Objective
Reproduce the complete listing without any deviation.

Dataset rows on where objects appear
****************
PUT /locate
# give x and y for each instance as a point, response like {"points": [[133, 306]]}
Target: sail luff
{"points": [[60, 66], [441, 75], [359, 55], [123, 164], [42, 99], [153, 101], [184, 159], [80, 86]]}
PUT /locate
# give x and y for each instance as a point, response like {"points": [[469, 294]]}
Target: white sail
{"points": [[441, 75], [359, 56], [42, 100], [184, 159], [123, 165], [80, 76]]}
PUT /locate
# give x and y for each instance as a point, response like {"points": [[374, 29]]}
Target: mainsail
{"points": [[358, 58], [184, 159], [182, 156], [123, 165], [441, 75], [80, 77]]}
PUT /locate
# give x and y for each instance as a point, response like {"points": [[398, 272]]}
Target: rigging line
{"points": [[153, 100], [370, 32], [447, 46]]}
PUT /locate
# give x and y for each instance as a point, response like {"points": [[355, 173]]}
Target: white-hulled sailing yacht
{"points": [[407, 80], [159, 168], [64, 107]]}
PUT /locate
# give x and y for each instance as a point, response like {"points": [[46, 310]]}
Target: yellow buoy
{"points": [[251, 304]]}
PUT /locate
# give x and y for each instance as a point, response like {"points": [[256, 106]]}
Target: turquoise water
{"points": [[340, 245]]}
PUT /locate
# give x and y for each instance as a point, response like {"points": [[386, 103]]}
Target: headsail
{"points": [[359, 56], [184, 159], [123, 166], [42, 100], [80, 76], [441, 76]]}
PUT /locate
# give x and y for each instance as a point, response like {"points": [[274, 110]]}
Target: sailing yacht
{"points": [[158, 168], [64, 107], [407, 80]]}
****************
Output of the task
PUT /locate
# give x and y for each instance as a point, response like {"points": [[133, 306]]}
Target: sail luff
{"points": [[60, 66], [441, 75], [359, 55], [123, 164], [42, 99], [153, 101], [184, 159], [80, 86]]}
PUT /locate
# give x and y for each instance as a point, response like {"points": [[469, 294]]}
Target: white sail
{"points": [[441, 75], [359, 56], [42, 100], [184, 159], [123, 165], [80, 76]]}
PUT /locate
# give x and y for each instance as a point, response like {"points": [[374, 29]]}
Target: mainsail
{"points": [[358, 58], [184, 159], [182, 156], [123, 165], [441, 75], [80, 77]]}
PUT /locate
# give x and y for each instance as a point, response like {"points": [[398, 272]]}
Target: rigging line
{"points": [[153, 100], [370, 32], [447, 46]]}
PUT /locate
# give x and y for each instance as a point, response like {"points": [[355, 173]]}
Target: white-hulled sailing yacht
{"points": [[407, 80], [159, 168], [64, 107]]}
PUT /locate
# give x and y for each instance as a point, response like {"points": [[46, 310]]}
Target: yellow buoy
{"points": [[251, 304]]}
PUT /locate
# give x and y for each instance as a point, response like {"points": [[256, 106]]}
Target: turquoise water
{"points": [[340, 245]]}
PUT /locate
# give x and y for each instance as a point, response like {"points": [[386, 103]]}
Target: headsail
{"points": [[359, 56], [184, 159], [123, 166], [42, 100], [80, 76], [441, 76]]}
PUT /locate
# give x and y for each instance as a point, response like {"points": [[274, 110]]}
Target: sailing yacht
{"points": [[158, 168], [64, 107], [407, 80]]}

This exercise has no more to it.